#### What you need to do
Can you transcribe every line of the records below word for word, with each character unchanged?

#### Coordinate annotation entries
════

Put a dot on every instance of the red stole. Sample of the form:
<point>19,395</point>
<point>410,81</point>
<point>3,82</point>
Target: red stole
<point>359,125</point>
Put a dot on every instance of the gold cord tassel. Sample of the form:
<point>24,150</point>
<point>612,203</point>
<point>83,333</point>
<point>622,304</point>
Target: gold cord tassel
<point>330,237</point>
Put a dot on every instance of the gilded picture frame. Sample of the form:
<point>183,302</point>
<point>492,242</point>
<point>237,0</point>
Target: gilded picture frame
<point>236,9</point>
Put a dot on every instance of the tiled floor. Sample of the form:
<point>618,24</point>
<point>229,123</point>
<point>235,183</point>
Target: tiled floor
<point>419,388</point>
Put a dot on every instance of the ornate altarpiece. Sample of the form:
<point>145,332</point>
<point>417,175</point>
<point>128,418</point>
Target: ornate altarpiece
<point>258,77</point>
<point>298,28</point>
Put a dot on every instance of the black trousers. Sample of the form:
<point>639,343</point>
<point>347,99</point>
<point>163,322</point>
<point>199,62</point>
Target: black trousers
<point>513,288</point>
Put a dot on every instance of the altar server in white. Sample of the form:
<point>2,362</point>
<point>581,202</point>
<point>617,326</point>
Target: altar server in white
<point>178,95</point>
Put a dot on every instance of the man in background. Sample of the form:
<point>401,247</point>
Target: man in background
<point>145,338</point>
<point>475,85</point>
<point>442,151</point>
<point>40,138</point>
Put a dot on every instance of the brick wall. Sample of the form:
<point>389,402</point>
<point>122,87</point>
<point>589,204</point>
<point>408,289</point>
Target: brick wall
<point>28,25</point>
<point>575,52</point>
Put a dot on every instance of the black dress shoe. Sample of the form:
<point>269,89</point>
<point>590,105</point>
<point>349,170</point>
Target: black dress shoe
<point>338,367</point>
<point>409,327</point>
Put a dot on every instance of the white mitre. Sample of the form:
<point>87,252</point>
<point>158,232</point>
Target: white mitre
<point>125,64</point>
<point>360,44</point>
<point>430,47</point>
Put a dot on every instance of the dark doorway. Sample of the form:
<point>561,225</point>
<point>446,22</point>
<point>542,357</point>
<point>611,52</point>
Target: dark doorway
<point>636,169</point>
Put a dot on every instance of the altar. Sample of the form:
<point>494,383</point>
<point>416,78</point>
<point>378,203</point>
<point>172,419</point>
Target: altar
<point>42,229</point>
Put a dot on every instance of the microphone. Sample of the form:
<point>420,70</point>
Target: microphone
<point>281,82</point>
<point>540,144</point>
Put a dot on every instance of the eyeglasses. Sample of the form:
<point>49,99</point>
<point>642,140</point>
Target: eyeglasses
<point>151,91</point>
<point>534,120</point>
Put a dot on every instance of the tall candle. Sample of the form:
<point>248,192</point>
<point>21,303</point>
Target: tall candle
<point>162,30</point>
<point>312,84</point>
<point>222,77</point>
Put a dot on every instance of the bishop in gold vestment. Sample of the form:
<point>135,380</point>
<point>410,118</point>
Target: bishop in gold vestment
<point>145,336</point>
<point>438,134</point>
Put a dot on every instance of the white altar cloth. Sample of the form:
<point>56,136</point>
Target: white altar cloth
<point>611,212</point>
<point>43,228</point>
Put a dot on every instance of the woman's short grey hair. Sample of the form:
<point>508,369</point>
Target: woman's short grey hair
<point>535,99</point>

════

#### Task output
Put a dot on every instance of the red stole. Sample of the form:
<point>19,395</point>
<point>410,81</point>
<point>3,82</point>
Target: red stole
<point>359,125</point>
Put a dot on every instance of the gold cord tassel. Sample of the form:
<point>24,150</point>
<point>612,203</point>
<point>83,333</point>
<point>622,304</point>
Target: gold cord tassel
<point>330,237</point>
Put a dot on every instance of the gilded picture frame. Sample of the form:
<point>183,302</point>
<point>492,242</point>
<point>237,0</point>
Target: gilded picture frame
<point>236,9</point>
Put a dot on every instance of the tiled floor. Sample of the form:
<point>618,24</point>
<point>229,123</point>
<point>235,183</point>
Target: tiled floor
<point>419,388</point>
Put a dot on every instance of the ornate altarpiece. Sample of the form:
<point>145,332</point>
<point>417,175</point>
<point>128,418</point>
Target: ornate altarpiece
<point>258,77</point>
<point>298,28</point>
Put a dot on every instance of the black trousers. Sample of the form:
<point>639,343</point>
<point>347,99</point>
<point>163,322</point>
<point>199,62</point>
Target: black trousers
<point>513,288</point>
Put a dot on every instance of the altar server in white. Sample of the form:
<point>2,362</point>
<point>581,202</point>
<point>617,326</point>
Target: altar server in white
<point>178,95</point>
Put a dot on every instance of the man in background. Sample of the form:
<point>401,247</point>
Target: man in background
<point>145,338</point>
<point>475,85</point>
<point>442,151</point>
<point>40,138</point>
Put a dot on every instance of the brick wall. Sample of the form:
<point>389,402</point>
<point>122,87</point>
<point>589,204</point>
<point>408,289</point>
Target: brick wall
<point>28,25</point>
<point>575,52</point>
Put a dot on every instance of the black dress shoe. Sample of the form:
<point>269,89</point>
<point>590,105</point>
<point>349,170</point>
Target: black dress shoe
<point>338,367</point>
<point>409,327</point>
Put a dot on every instance of the white mitre. Sample of the form:
<point>87,252</point>
<point>158,232</point>
Target: white mitre
<point>125,64</point>
<point>360,44</point>
<point>430,47</point>
Put a dot on every instance of the dark doorway. Sample of the form:
<point>561,225</point>
<point>446,22</point>
<point>542,357</point>
<point>611,52</point>
Target: dark doorway
<point>636,169</point>
Put a dot on every instance of the altar. Sample of the form:
<point>494,383</point>
<point>416,78</point>
<point>378,203</point>
<point>172,419</point>
Target: altar
<point>42,229</point>
Put a dot on every instance of the microphone. Sample of the form:
<point>420,70</point>
Target: microphone
<point>281,82</point>
<point>540,144</point>
Put a dot on every instance of the eyeglasses. Sample of the form:
<point>49,99</point>
<point>642,140</point>
Target: eyeglasses
<point>151,91</point>
<point>534,120</point>
Put a dot on every instance of the tall candle. Sample of the form:
<point>248,192</point>
<point>21,303</point>
Target: tall candle
<point>162,30</point>
<point>312,84</point>
<point>222,77</point>
Put a dot on every instance of the bishop in gold vestment. Sample of the form:
<point>135,380</point>
<point>410,118</point>
Target: bishop in gold vestment
<point>145,336</point>
<point>438,134</point>
Put a dot on every instance of the white altar cloth. Sample of the form:
<point>56,136</point>
Target: white altar cloth
<point>611,212</point>
<point>43,228</point>
Put a dot on every instance of the woman's short grey hair. Sample of the form:
<point>508,369</point>
Target: woman's short grey hair
<point>535,99</point>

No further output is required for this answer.